(Records provided):

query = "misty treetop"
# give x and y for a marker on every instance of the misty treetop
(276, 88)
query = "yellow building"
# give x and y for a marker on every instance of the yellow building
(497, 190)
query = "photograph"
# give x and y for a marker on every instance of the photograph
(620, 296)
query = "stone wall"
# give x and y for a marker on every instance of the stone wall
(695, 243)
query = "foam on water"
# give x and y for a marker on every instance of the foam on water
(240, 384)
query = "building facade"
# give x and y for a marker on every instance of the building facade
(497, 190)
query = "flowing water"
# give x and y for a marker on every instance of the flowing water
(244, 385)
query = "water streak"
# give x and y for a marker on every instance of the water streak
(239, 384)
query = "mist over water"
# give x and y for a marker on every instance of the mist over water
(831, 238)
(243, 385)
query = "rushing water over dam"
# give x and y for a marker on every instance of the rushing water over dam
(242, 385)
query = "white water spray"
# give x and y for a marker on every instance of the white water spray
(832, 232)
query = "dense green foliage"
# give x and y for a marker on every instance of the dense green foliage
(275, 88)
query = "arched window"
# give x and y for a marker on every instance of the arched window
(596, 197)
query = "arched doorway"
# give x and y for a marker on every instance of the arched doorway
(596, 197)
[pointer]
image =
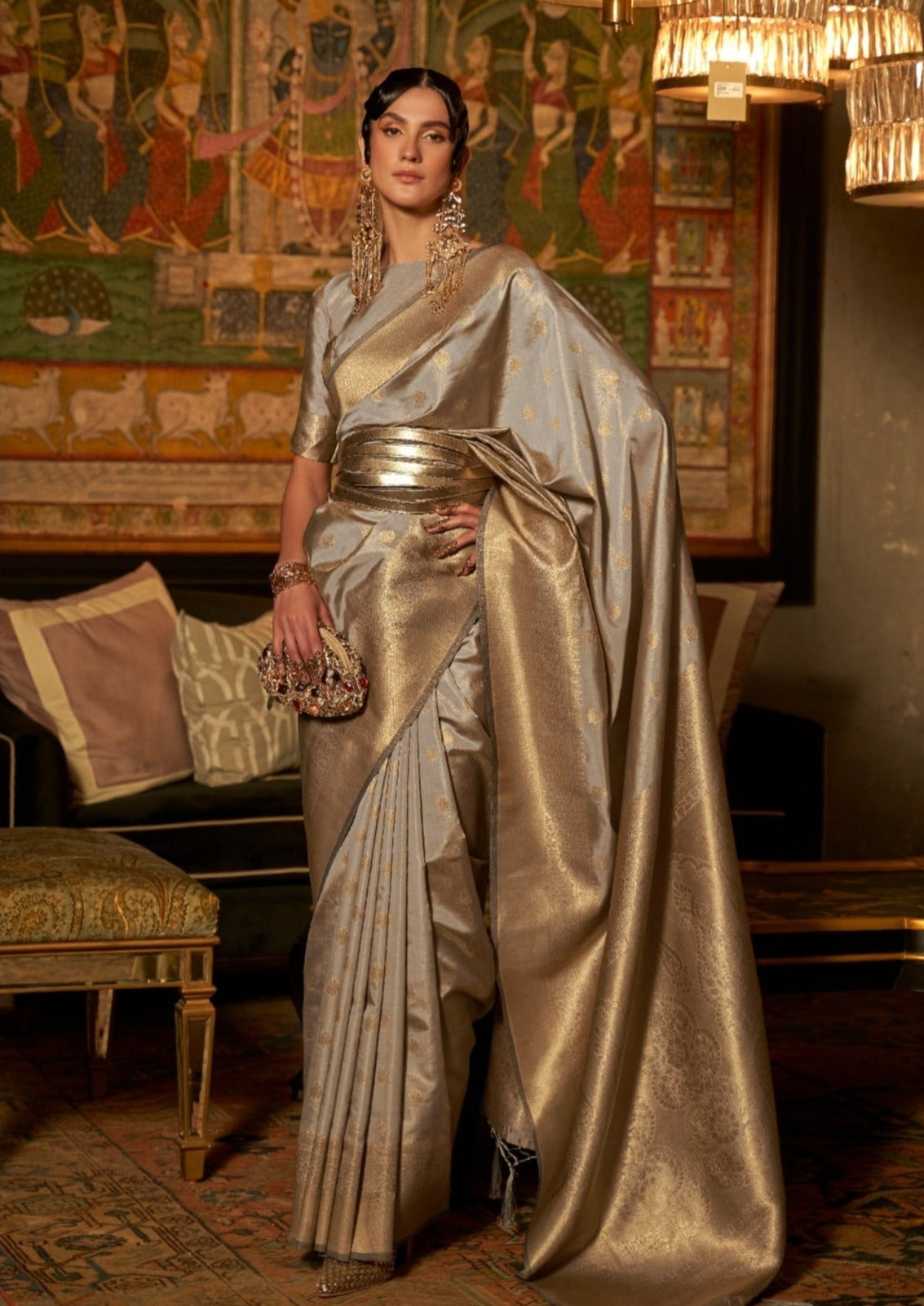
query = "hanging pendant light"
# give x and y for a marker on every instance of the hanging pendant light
(780, 41)
(867, 29)
(885, 156)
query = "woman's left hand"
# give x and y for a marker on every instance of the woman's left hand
(465, 519)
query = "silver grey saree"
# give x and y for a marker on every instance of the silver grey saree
(538, 734)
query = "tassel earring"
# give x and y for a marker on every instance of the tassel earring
(365, 273)
(448, 251)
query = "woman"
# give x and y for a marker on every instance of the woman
(184, 195)
(98, 169)
(486, 170)
(502, 547)
(617, 193)
(542, 193)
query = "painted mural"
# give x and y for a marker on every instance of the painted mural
(178, 175)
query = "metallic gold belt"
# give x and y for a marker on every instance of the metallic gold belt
(408, 467)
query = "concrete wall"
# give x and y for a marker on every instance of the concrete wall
(855, 658)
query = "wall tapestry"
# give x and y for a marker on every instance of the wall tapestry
(178, 175)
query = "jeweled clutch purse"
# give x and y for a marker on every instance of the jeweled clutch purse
(336, 686)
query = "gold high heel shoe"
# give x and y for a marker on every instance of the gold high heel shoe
(347, 1276)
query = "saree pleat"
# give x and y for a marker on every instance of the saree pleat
(398, 971)
(552, 723)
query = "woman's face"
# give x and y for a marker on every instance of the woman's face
(411, 150)
(91, 23)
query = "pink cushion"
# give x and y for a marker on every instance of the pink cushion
(95, 667)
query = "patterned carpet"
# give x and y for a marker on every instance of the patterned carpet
(95, 1211)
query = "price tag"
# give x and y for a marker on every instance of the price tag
(727, 93)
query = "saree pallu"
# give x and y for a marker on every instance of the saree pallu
(548, 719)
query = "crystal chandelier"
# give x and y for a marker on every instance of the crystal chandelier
(780, 41)
(867, 29)
(885, 156)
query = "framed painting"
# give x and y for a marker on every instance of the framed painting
(179, 175)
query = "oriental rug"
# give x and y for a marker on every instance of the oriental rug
(95, 1210)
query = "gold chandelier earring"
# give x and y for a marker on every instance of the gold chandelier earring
(448, 251)
(365, 273)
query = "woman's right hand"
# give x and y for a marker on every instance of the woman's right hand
(295, 615)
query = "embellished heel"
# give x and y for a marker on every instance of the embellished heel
(338, 1277)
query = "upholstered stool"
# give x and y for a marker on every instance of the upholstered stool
(91, 912)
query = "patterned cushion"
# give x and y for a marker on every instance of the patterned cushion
(60, 886)
(232, 737)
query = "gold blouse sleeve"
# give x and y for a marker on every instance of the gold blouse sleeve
(315, 435)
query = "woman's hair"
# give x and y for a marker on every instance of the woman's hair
(408, 78)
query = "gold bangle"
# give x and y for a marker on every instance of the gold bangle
(285, 575)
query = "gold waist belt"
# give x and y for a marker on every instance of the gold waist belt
(408, 467)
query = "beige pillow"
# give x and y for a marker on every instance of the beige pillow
(732, 621)
(232, 734)
(95, 667)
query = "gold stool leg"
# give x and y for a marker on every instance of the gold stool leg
(195, 1043)
(98, 1028)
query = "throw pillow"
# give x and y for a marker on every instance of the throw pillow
(95, 667)
(232, 734)
(732, 621)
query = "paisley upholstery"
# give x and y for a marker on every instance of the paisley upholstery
(85, 886)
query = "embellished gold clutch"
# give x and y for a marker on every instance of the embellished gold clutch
(333, 686)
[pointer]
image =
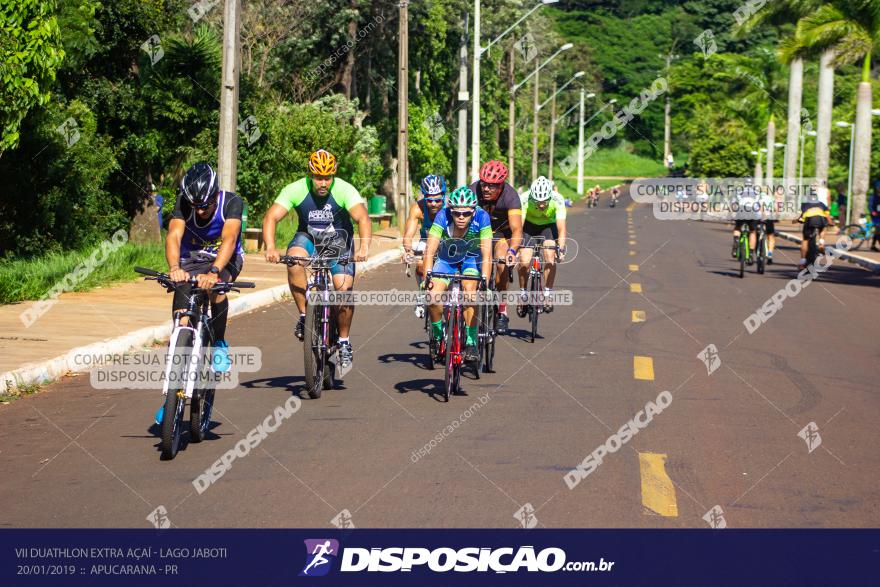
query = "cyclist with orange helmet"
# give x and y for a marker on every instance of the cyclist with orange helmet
(501, 201)
(325, 206)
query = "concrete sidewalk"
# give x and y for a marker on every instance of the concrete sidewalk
(120, 317)
(864, 257)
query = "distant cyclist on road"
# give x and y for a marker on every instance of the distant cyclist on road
(204, 240)
(421, 216)
(325, 206)
(544, 215)
(501, 201)
(814, 214)
(461, 240)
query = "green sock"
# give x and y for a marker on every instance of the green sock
(471, 336)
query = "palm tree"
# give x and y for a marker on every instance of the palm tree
(851, 29)
(781, 12)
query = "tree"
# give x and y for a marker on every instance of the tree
(851, 29)
(30, 52)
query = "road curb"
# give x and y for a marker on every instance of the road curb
(863, 262)
(52, 369)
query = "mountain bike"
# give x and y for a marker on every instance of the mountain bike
(534, 285)
(761, 247)
(859, 233)
(743, 253)
(452, 341)
(321, 332)
(185, 375)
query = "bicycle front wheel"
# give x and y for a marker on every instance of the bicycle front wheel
(175, 398)
(314, 351)
(856, 234)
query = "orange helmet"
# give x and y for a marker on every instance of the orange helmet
(322, 162)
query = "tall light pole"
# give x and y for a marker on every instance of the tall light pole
(227, 148)
(402, 115)
(538, 68)
(852, 141)
(553, 115)
(478, 54)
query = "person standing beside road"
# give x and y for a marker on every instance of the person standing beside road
(204, 240)
(325, 206)
(874, 206)
(501, 201)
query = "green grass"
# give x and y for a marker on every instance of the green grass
(30, 279)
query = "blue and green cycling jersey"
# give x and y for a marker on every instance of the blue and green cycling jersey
(454, 249)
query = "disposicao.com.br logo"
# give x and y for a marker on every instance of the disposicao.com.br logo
(444, 559)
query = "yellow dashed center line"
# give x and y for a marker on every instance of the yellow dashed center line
(658, 492)
(643, 368)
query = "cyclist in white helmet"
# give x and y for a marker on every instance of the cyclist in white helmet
(543, 211)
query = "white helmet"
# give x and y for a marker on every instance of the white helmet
(541, 190)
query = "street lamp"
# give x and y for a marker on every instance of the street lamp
(553, 117)
(852, 140)
(478, 54)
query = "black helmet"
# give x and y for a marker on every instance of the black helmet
(199, 185)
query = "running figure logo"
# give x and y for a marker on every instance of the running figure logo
(320, 554)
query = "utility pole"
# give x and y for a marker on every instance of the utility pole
(535, 125)
(667, 126)
(580, 186)
(552, 130)
(475, 131)
(227, 149)
(511, 118)
(402, 116)
(461, 176)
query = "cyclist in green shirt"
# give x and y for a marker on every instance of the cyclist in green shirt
(543, 211)
(325, 207)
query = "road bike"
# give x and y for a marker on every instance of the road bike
(743, 252)
(534, 288)
(185, 374)
(321, 332)
(761, 247)
(859, 233)
(452, 342)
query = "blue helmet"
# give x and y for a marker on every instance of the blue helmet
(434, 185)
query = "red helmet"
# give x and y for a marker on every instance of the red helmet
(493, 172)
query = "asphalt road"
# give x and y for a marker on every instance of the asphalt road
(73, 456)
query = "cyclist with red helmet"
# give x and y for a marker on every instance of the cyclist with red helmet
(501, 201)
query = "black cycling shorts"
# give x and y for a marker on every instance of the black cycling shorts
(534, 232)
(198, 264)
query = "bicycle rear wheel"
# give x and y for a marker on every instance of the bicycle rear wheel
(314, 352)
(452, 349)
(175, 398)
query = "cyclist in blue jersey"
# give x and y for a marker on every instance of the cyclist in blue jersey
(461, 239)
(204, 240)
(421, 216)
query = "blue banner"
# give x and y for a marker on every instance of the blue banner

(Exercise objective):
Go through the data above and copy each line in which "banner" appears.

(Written reply):
query = "blue banner"
# give x and y for a marker on every instance of the blue banner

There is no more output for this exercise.